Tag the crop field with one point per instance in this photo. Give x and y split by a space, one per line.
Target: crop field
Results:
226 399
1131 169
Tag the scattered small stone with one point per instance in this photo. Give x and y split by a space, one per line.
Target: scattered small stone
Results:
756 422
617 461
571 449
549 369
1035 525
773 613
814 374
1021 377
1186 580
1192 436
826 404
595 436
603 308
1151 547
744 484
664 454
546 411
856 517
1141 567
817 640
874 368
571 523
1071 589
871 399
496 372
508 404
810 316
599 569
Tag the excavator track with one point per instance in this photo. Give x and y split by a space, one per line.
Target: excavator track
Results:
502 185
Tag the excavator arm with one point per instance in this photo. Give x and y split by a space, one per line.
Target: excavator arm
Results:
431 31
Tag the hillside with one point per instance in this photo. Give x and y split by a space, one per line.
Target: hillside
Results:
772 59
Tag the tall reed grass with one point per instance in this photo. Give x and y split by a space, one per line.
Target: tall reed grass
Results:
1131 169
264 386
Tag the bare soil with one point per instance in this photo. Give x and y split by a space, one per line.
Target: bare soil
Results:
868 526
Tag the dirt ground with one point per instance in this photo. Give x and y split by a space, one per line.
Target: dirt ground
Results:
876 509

= = = = = = =

> PROBLEM DETAILS:
Exactly as written, copy out all the entries above.

> ANSWER SPACE:
Tag the crop field with one point per instance in this photo. Give x and y split by a space, one per line.
Target: crop field
Results:
226 399
1131 169
Tag the scattered small stone with one point per instance in this photo. Give x and y split by a space, one per line.
Target: scattered small stone
Results:
756 422
617 461
571 449
549 369
1035 525
773 613
814 374
1021 377
1186 580
1192 436
826 404
595 436
603 308
1151 547
744 484
664 454
546 411
856 517
1141 567
817 640
874 368
571 523
1071 589
871 399
496 372
508 404
810 316
599 569
Tag the excavator track with one point per instance in this photo. Give x and y split by a space, one per line.
Target: excavator track
Results:
502 185
Tag the excavator arm with one point per instance in this photo. Give x and y split by a space, one per line.
Target: excavator arm
Results:
431 31
Tag the hillside with one point per instance in this photo. Give x and y split by a space, one per line.
Target: hillside
Results:
772 59
Tag the tall reed grass with one point per instance in this photo. Give x and y split by a space, one per line.
Target: tall reed grass
Results:
1131 169
264 386
Tag the bare soil with one point per instance in this photo. Give x and y split by a space, one per line.
Target: bare soil
Results:
868 526
Tag the dirt ground with one point per instance in this photo. Give x and y split by a space, one per line.
Target: dirt ground
Results:
876 509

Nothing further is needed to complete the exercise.